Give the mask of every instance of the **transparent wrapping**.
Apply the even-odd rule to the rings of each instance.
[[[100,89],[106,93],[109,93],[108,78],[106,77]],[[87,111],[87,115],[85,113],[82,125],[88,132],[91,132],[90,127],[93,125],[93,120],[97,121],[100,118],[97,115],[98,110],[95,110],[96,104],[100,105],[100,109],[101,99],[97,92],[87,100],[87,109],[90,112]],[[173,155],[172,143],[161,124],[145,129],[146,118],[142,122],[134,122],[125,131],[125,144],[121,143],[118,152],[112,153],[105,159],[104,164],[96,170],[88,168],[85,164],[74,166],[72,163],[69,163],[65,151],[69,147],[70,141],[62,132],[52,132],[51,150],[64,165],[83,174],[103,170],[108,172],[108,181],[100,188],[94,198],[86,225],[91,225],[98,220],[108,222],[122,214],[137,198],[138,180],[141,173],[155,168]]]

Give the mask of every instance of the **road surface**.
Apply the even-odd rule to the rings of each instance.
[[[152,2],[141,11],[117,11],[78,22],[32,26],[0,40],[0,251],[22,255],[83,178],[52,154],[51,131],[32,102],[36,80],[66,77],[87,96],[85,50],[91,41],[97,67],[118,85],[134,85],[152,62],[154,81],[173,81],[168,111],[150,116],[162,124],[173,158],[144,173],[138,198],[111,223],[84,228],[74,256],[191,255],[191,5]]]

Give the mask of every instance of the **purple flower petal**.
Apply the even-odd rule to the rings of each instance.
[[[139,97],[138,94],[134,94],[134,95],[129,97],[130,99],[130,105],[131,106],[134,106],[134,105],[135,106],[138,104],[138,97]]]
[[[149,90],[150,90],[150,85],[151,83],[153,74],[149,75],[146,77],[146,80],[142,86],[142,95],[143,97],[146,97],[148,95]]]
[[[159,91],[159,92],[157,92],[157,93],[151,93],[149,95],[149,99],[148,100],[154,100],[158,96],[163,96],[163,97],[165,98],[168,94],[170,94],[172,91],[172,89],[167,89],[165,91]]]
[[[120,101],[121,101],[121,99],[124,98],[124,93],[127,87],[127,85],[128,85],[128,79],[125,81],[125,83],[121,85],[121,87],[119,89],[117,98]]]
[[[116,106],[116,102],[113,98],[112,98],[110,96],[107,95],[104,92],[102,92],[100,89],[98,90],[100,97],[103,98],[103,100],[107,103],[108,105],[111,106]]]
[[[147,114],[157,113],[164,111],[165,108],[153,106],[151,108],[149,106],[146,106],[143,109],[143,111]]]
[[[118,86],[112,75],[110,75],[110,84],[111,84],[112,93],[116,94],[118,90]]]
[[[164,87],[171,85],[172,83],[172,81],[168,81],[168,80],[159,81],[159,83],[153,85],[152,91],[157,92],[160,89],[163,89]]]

===

REQUEST
Give every line of the listing as a JSON list of strings, one string per line, leaving out the blank lines.

RESPONSE
[
  "Give the mask of every instance of the **transparent wrapping**.",
  "Apply the even-odd rule to the rings of each instance.",
  "[[[100,89],[106,93],[109,93],[108,78],[106,77]],[[87,111],[87,115],[85,113],[82,125],[88,132],[91,132],[90,127],[93,125],[93,120],[97,121],[100,118],[97,115],[98,110],[95,110],[96,104],[100,105],[100,109],[101,99],[97,92],[87,100],[87,109],[90,112]],[[173,155],[172,143],[161,124],[145,129],[146,118],[142,122],[134,122],[125,131],[125,144],[121,143],[118,152],[112,153],[105,159],[104,164],[96,170],[88,168],[85,164],[74,166],[72,163],[69,163],[65,151],[69,147],[70,141],[62,132],[52,132],[51,150],[64,165],[83,174],[103,170],[108,172],[108,181],[100,188],[94,198],[86,225],[91,225],[98,220],[108,222],[122,214],[137,198],[138,180],[141,173],[155,168]]]",
  "Give the mask of every instance of the **road surface**.",
  "Apply the even-odd rule to the rings of each instance.",
  "[[[152,2],[141,11],[117,11],[78,22],[32,26],[0,40],[0,251],[22,255],[83,178],[52,154],[51,131],[32,102],[36,80],[66,77],[87,96],[85,50],[91,41],[97,67],[118,85],[134,85],[152,62],[154,81],[173,81],[168,111],[150,116],[162,124],[173,158],[144,173],[138,198],[111,223],[84,228],[74,256],[191,255],[191,5]]]",
  "Give the mask of every instance of the **purple flower petal**.",
  "Apply the even-odd rule to the rings of each instance.",
  "[[[139,97],[138,94],[134,94],[134,95],[129,97],[130,99],[130,105],[131,106],[134,106],[134,105],[135,106],[138,104],[138,97]]]",
  "[[[149,90],[150,90],[150,85],[151,83],[153,74],[149,75],[146,77],[146,80],[142,86],[142,95],[143,97],[146,97],[148,95]]]",
  "[[[159,91],[159,92],[157,92],[157,93],[151,93],[149,95],[149,99],[148,100],[154,100],[158,96],[163,96],[163,97],[165,98],[168,94],[170,94],[172,91],[172,89],[167,89],[165,91]]]",
  "[[[120,101],[121,101],[121,99],[124,98],[124,93],[127,87],[127,85],[128,85],[128,79],[125,81],[125,83],[121,85],[121,87],[119,89],[117,98]]]",
  "[[[116,106],[116,102],[113,98],[112,98],[110,96],[107,95],[104,92],[102,92],[100,89],[98,90],[100,97],[103,98],[103,100],[107,103],[108,105],[111,106]]]",
  "[[[147,114],[157,113],[164,111],[165,108],[153,106],[151,108],[149,106],[146,106],[143,109],[143,111]]]",
  "[[[118,86],[112,75],[110,75],[110,84],[111,84],[112,93],[116,94],[118,90]]]",
  "[[[164,87],[171,85],[172,83],[172,81],[168,81],[168,80],[159,81],[159,83],[153,85],[152,91],[157,92],[160,89],[163,89]]]"
]